====== Dataset content ======

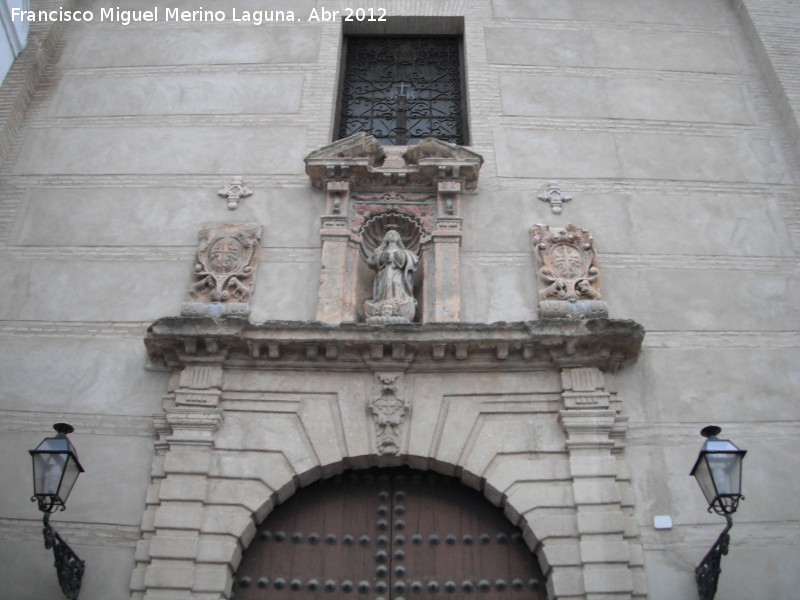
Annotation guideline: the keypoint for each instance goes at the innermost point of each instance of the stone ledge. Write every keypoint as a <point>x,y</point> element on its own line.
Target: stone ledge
<point>606,344</point>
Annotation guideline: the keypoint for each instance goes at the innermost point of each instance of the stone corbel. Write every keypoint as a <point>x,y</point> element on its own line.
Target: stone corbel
<point>199,385</point>
<point>192,427</point>
<point>587,418</point>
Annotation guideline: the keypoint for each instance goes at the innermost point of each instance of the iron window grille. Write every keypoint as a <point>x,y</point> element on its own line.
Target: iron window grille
<point>402,89</point>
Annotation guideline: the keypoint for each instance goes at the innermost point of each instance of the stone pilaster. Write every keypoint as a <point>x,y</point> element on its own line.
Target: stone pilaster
<point>442,293</point>
<point>608,556</point>
<point>170,563</point>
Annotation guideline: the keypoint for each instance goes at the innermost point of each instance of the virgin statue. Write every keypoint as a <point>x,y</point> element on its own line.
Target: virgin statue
<point>393,289</point>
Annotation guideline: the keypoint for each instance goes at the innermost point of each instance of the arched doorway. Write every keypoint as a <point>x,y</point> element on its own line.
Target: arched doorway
<point>391,534</point>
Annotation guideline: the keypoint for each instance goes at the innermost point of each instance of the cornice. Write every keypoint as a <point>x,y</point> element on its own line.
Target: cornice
<point>607,344</point>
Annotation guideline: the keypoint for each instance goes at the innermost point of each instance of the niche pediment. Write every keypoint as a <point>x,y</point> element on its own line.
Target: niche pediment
<point>368,166</point>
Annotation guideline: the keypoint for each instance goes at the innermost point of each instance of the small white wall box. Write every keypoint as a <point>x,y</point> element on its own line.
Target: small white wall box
<point>662,522</point>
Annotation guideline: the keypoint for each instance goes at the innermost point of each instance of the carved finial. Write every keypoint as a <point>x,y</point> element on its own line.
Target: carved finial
<point>235,191</point>
<point>555,197</point>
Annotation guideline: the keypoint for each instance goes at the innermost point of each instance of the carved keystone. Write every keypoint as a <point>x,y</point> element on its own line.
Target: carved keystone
<point>388,414</point>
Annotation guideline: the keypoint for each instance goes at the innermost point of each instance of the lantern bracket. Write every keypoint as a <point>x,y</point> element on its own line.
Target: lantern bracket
<point>708,571</point>
<point>68,565</point>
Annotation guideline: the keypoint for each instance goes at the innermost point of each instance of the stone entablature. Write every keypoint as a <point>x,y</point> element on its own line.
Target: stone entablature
<point>372,188</point>
<point>544,344</point>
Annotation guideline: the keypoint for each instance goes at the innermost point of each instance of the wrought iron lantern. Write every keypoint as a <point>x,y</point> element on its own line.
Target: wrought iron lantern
<point>55,470</point>
<point>718,471</point>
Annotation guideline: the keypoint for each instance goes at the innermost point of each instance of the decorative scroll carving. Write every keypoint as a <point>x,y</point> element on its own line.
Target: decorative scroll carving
<point>568,273</point>
<point>225,270</point>
<point>388,413</point>
<point>393,288</point>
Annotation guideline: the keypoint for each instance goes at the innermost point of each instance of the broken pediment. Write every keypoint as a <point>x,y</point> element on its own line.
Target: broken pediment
<point>369,166</point>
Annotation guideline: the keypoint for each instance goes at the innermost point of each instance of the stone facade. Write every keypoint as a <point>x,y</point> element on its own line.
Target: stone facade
<point>671,128</point>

======

**Exercise brief**.
Your task is to output exactly the lines running from the one with "the carved finial." through the final line of the material above, with both ends included.

**Expected answer**.
Annotation guideline: the keypoint for each instance goes at the innermost point of each instance of the carved finial. Write every keypoint as a <point>x,y</point> element on its own line.
Target: carved finial
<point>235,191</point>
<point>555,197</point>
Annotation guideline: the keypoint for each instance goes at the innermost point of each instance of the carved keystone. Write every keypoint as a <point>x,y</point> element on its own line.
Target: carved keystone
<point>388,414</point>
Annotation guideline: the keypoint for each instance goes at the innermost point of each instance of the lantern bracket. Write every keypoint as a <point>x,y</point> element on its own line.
Target: lantern bracket
<point>708,571</point>
<point>68,565</point>
Annotation guideline: the keypoint for each instance goes at the innermost point of each instance of the stone entablature. Write every keypoint as a <point>x,y</point> element on its own line.
Target: stone entablature
<point>372,188</point>
<point>544,344</point>
Annotation guideline: the keypoint for each instance goes at the innermost point of each instance of the wrought iron lantern. Write every keypoint as a <point>x,y</point> element on its own line.
Target: wrought iron lantern
<point>55,470</point>
<point>718,471</point>
Annotation guideline: the keypoint for each instance goes at the innermost point of each instance of the decorative scroll carving. Write every keypoint as a <point>x,y</point> element on its own line.
Target: decorative scroll carving
<point>568,273</point>
<point>225,270</point>
<point>388,413</point>
<point>393,288</point>
Annotation guideline: the keypoint for each instance goes at the innermost point of each instance of the broken pediment. Write every keypoint as a <point>x,y</point> element on its own line.
Target: broken pediment
<point>369,166</point>
Annotation guideline: the keypoint for each instance goes at the innermost point of each instance of the stone facade. Write every keypoint as a <point>x,y</point> element on its own line.
Target: stone facade
<point>671,128</point>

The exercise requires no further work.